## Instructions for the task:
Copy out the material from its start through the line containing "327], [185, 499]]", and shift every coordinate in the answers up by 6.

## Listed entries:
* * * * * * * * *

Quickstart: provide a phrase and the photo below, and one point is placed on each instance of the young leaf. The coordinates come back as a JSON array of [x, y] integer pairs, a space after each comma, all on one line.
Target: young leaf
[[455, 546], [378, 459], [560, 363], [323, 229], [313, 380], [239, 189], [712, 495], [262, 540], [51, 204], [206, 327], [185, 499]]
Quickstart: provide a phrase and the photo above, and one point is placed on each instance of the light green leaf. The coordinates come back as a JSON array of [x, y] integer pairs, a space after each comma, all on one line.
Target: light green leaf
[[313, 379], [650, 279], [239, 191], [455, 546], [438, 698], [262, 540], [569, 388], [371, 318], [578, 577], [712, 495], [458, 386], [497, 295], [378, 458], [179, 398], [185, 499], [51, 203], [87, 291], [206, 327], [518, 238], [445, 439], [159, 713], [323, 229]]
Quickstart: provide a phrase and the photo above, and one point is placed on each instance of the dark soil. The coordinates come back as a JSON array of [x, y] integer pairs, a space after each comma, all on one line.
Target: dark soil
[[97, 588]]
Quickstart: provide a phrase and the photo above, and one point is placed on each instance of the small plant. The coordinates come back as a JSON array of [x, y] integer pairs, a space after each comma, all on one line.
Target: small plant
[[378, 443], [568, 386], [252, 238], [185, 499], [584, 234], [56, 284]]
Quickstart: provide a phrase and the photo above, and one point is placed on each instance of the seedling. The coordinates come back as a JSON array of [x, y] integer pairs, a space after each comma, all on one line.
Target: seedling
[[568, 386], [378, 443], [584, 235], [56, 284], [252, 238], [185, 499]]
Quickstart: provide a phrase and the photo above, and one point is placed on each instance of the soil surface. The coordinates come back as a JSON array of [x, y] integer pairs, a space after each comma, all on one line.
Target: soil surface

* * * * * * * * *

## Response:
Quickstart: provide a phrase and the photo below, and one point is placed on each instance of the young leaf. The coordinates come back as a JSON array of [x, y] integer pairs, a space after each comma, all on one line.
Target: young leaf
[[461, 552], [384, 465], [566, 369], [329, 235], [319, 386], [245, 195], [718, 501], [268, 546], [57, 210], [212, 333], [191, 505]]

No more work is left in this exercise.